Work request: Each entry needs to be retyped exactly.

-- Material supplied follows --

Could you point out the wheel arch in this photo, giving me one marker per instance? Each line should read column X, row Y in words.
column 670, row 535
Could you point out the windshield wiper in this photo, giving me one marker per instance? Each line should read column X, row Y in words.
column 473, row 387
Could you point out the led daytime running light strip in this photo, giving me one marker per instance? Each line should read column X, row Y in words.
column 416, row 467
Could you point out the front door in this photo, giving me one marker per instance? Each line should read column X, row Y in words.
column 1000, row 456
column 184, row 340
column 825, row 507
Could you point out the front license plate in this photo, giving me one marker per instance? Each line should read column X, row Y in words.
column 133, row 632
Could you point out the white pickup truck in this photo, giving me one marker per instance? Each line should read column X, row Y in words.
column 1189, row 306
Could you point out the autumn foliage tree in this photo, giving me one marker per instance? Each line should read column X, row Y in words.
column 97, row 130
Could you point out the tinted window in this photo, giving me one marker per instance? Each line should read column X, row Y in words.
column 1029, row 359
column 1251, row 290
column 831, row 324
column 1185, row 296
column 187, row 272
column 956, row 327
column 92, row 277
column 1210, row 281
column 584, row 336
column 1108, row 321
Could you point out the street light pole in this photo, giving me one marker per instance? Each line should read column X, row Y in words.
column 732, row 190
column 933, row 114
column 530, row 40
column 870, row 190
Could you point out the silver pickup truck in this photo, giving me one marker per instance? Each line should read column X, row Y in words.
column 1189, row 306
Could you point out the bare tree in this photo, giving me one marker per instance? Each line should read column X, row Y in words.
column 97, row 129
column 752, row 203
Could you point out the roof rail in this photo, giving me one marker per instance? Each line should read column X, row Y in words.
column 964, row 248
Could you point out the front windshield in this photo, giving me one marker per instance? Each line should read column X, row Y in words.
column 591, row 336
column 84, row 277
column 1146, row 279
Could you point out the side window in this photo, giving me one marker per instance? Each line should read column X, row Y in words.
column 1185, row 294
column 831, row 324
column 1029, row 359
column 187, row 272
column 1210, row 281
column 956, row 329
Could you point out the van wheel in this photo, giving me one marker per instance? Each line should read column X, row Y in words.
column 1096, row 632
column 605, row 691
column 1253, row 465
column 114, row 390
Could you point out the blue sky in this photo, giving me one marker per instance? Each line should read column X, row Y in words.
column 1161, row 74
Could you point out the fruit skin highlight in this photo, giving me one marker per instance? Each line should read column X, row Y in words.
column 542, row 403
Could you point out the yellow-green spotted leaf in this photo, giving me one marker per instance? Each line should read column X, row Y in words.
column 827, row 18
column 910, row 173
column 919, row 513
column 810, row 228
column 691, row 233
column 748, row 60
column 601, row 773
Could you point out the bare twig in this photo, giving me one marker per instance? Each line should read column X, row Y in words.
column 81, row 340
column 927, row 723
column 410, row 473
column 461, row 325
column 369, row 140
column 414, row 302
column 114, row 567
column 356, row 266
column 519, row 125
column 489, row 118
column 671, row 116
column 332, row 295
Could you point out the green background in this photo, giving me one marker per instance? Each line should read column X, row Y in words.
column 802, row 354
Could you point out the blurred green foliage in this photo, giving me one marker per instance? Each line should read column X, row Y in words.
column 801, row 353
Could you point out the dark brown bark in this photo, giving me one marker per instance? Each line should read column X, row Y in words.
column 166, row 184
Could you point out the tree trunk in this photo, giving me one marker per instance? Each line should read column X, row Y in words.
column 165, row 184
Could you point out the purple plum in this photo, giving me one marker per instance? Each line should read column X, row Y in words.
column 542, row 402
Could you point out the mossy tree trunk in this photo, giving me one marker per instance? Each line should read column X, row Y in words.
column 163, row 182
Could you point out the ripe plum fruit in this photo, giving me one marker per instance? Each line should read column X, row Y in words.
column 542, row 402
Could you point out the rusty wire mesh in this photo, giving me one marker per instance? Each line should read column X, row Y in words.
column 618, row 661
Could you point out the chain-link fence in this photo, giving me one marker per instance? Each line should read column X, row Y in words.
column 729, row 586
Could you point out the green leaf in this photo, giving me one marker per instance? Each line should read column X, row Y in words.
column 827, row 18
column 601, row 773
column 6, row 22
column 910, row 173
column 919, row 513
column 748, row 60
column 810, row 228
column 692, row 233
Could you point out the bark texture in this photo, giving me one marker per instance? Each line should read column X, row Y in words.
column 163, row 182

-- Material supplied concluded --

Response below:
Could you point out the wheel arch in this photo, giving me one marker per instance? Each line should read column X, row Y in words.
column 670, row 535
Could you point out the windshield wiper in this photo, giving me one marker per instance? Each line should read column X, row Y in words.
column 473, row 387
Could you point out the led daytime running light strip in this photo, giving me one marker per instance? Each line should read column X, row Y in words.
column 416, row 467
Could you point out the front door in this photo, giving me one marker per instance? Each line should read column X, row Y in words.
column 1000, row 456
column 184, row 340
column 825, row 507
Could you point out the front license plate in this photo, giving me one marker per instance? Each line should read column X, row Y in words.
column 133, row 632
Could you point out the white pickup truck in this photo, giving me one marker per instance? Each line should read column X, row Y in words.
column 1189, row 306
Could you point out the autumn foliage tree in this photo, giving me one marker per instance? Each line should read column X, row Y in words.
column 97, row 130
Could you point out the tinted window in this photo, giving me one marker per instance? Each line should read column X, row Y in words.
column 1029, row 359
column 1251, row 290
column 831, row 324
column 1185, row 296
column 187, row 272
column 956, row 327
column 92, row 277
column 1210, row 281
column 584, row 336
column 1108, row 321
Could you point out the street light pole in this photo, giving me one marker per instance? Each line should read column X, row Y in words.
column 732, row 190
column 933, row 114
column 530, row 40
column 870, row 190
Could you point out the silver pickup truck in this photo, giving me one marker per instance? Each line should read column X, row Y in words.
column 1189, row 306
Could you point out the bare tree in this photo, giving me one marker per instance? Each line should read column X, row Y in words.
column 97, row 129
column 752, row 203
Could you point out the roof rail in this photo, giving me one marker per instance? Each line should read column X, row Y in words.
column 964, row 248
Could you point out the front windshield in this photo, giving me one marker per instance? Each line should read column X, row Y in words.
column 591, row 336
column 84, row 277
column 1146, row 279
Could you point out the side window in this photo, giving me one marker per instance? Each line should read column X, row Y in words.
column 1185, row 294
column 831, row 324
column 1029, row 359
column 187, row 272
column 1210, row 281
column 956, row 329
Could you point out the van wheel in this photo, giving me one marker per instance? Each line should read column X, row Y in words.
column 1096, row 632
column 605, row 691
column 1253, row 465
column 114, row 390
Could you point out the blue sky in this photo, giving me one marker per instance? Each line should read column X, row Y in words.
column 1161, row 74
Could you point out the fruit skin highlight in this photo, giving me one marker per instance? Each line should read column X, row Y in words.
column 542, row 403
Could you point out the yellow-green spotted leaf in this photo, giving me one marker per instance? Each line should read column X, row Y in words.
column 827, row 18
column 910, row 173
column 919, row 513
column 810, row 228
column 691, row 233
column 748, row 60
column 601, row 773
Could you point out the bare twig in this photo, giving me one marker per instance? Each line should read column X, row Y in words.
column 81, row 340
column 927, row 723
column 410, row 473
column 461, row 325
column 369, row 140
column 414, row 302
column 114, row 567
column 356, row 266
column 519, row 125
column 489, row 118
column 671, row 116
column 332, row 295
Could you point out the green background in this photo, giving me one marker per instance? Each line should read column X, row Y in words.
column 802, row 354
Could you point out the blurred green foliage in this photo, giving me one marker per instance? Each line should read column X, row Y in words.
column 801, row 353
Could you point out the dark brown bark in this photo, giving me one marker per instance? Each line should read column X, row Y in words.
column 166, row 184
Could you point out the tree trunk in this photo, giving me one marker per instance? Each line should read column X, row Y in words.
column 165, row 184
Could you point out the purple plum in this photo, giving me one marker per instance? Each line should read column X, row Y in words.
column 542, row 402
Could you point out the mossy tree trunk in this photo, giving me one marker per instance? Each line should read column X, row Y in words.
column 163, row 182
Could you point out the ripe plum fruit in this photo, giving me one marker per instance? Each line should read column X, row Y in words.
column 542, row 402
Could you point out the rusty wire mesh in this photo, giving me one marker per instance? Each line should read column X, row Y in words.
column 618, row 661
Could you point out the chain-link fence in this photo, giving me one marker per instance? Each line should read column X, row Y in words.
column 729, row 586
Could you point out the green leaf in this photo, giving me one marker per instance? Each line should read column X, row Y in words.
column 827, row 18
column 601, row 773
column 6, row 22
column 910, row 173
column 919, row 513
column 748, row 60
column 810, row 228
column 692, row 233
Could you point out the bark texture in this photo, giving me one marker per instance? Each line should read column X, row Y in words.
column 163, row 182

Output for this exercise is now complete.